======== Extrait du texte ========
Entre attentisme et immobilisme

Rien ne va plus sur le marché immobilier carolorégien. Heureusement, les petites 2-façades lui sauvent la mise, de même que les grandes maisons de rapport.

En 2011, la crise n’avait pas réussi à attraper Charleroi dans ses filets. Un an après, la pêche se révèle plus fructueuse, au grand dam des observateurs du marché.  » 2012 se caractérise, chez nous, par une baisse de 20 % du nombre de ventes « , déplore Michel Michalakis, de l’agence Era Immo Tirou. Et le courtier de préciser que les échos de ses confrères vont dans le même sens. Quid de 2013 ? Les premiers mois de l’année offrent un bilan  » tout aussi mitigé « . Cependant, si les transactions se font moins nombreuses, les prix, eux, ne fluctuent pas. Ou très peu.

La raison ? Le succès de l’un des produits-phares du marché carolorégien : la maison d’employé. C’est-à-dire la 2-façades traditionnelle, annoncée entre 100 000 et 175 000 euros, comptant deux à trois chambres, une cave et un jardin, en bon état général. Un type de biens dont la ville regorge, et qui, fort de ses petits prix, s’échange à un rythme beaucoup plus soutenu que la moyenne nationale.  » C’est ce qui sauve Charleroi et la sauvera toujours « , pointe le notaire Philippe Van Cauwenbergh, dont l’étude est basée à Châtelet. A l’inverse d’autres marchés, en comparaison desquels la ville nage à contre-courant.  » Les deux, trois dernières années n’ont pas été bonnes pour l’immobilier wallon, poursuit-il. Pour preuve, si l’on tient compte de l’inflation, la maigre progression des prix se transforme en légère diminution.  » Tandis que les tarifs carolos affichent une stabilité déconcertante.

Des petits budgets qui rétrécissent

La courbe des prix tient le cap mais celle des transactions pique du nez : il ne faut pas chercher midi à quatorze heures pour se rendre compte que la variable qui pose problème est le comportement des candidats-acquéreurs. Dont les oreilles résonnent de faillites à répétition, de fermetures d’usines, de délocalisations et de licenciements massifs.  » Charleroi est un bassin industriel, souligne Albert Rasquain, de l’agence Trevi La Propriété. Le climat économique est particulièrement difficile sur ce segment et l’instabilité morose qui s’en dégage se répercute sur l’immobilier.  » La peur de l’avenir est palpable et les grandes décisions sont reportées à des temps meilleurs.  » Les Carolorégiens sont attentistes, remarque Michel Michalakis. Ils s’engagent beaucoup moins facilement qu’il y a trois, quatre ans.  » Et quand ils franchissent le pas, c’est en connaissance de cause, après avoir minutieusement étudié le marché et, surtout, ficelé leur budget.
========
• _Les tâches_
[a] Dans l'extrait sur l'immobilier à Charleroi, relevez toutes les mauvaises nouvelles dont les oreilles des candidats-acquéreurs résonnent.
[b] Poursuivez l'extrait sur l'immobilier à Charleroi juste après sa dernière phrase.
======== Les données ========
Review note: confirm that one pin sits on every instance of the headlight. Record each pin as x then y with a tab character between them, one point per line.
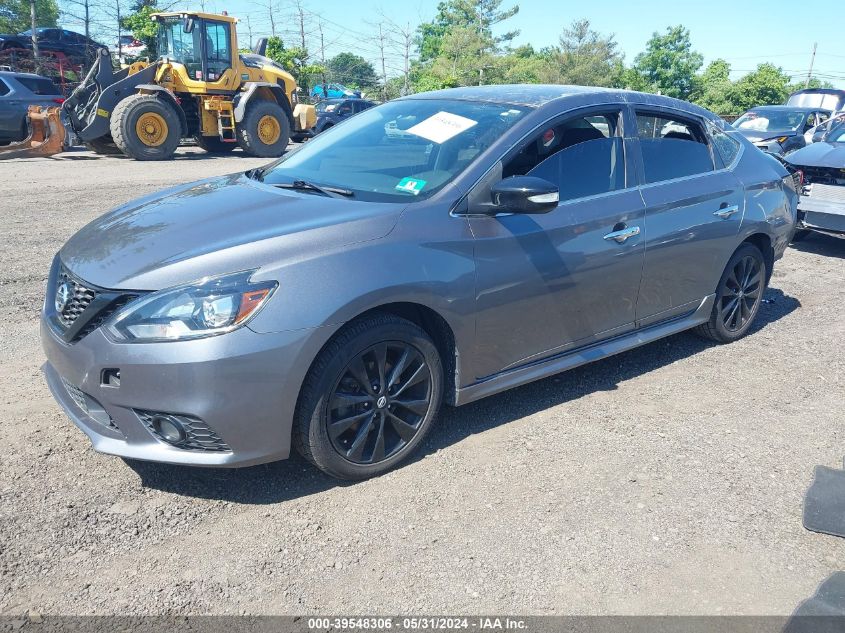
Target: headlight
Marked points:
211	306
========
• _Les réponses_
[a] Les faillites à répétition, les fermetures d'usines, les délocalisations et les licenciements massifs.

[b]
 » Beaucoup espèrent pouvoir consacrer à une acquisition un budget comparable à ce qu’ils dépensent pour une location, relève Albert Rasquain. Un calcul encore pertinent il y a quelques années, mais impossible à réaliser à présent.  » Pour cause de solvabilité, d’une part. Les banques ont restreint les conditions d’octroi des prêts comme l’importance du montant accordé – quelque 80 % aujourd’hui, contre jusqu’à 125 % hier. Mais aussi, d’autre part, en raison de l’accumulation d’une série de coûts connexes.  » L’assujettissement des notaires à la TVA, en vigueur depuis le 1er janvier 2012 en est un, énumère Me Van Cauwenbergh. Tout comme le contrôle de l’installation électrique ou le certificat de performance énergétique des bâtiments (PEB).  » Tous deux étant, in fine, facturés au candidat-acquéreur. Des frais collatéraux qui s’ajoutent à des mensualités de remboursement gonflées et font la différence, surtout quand le budget de base est déjà extrêmement limité.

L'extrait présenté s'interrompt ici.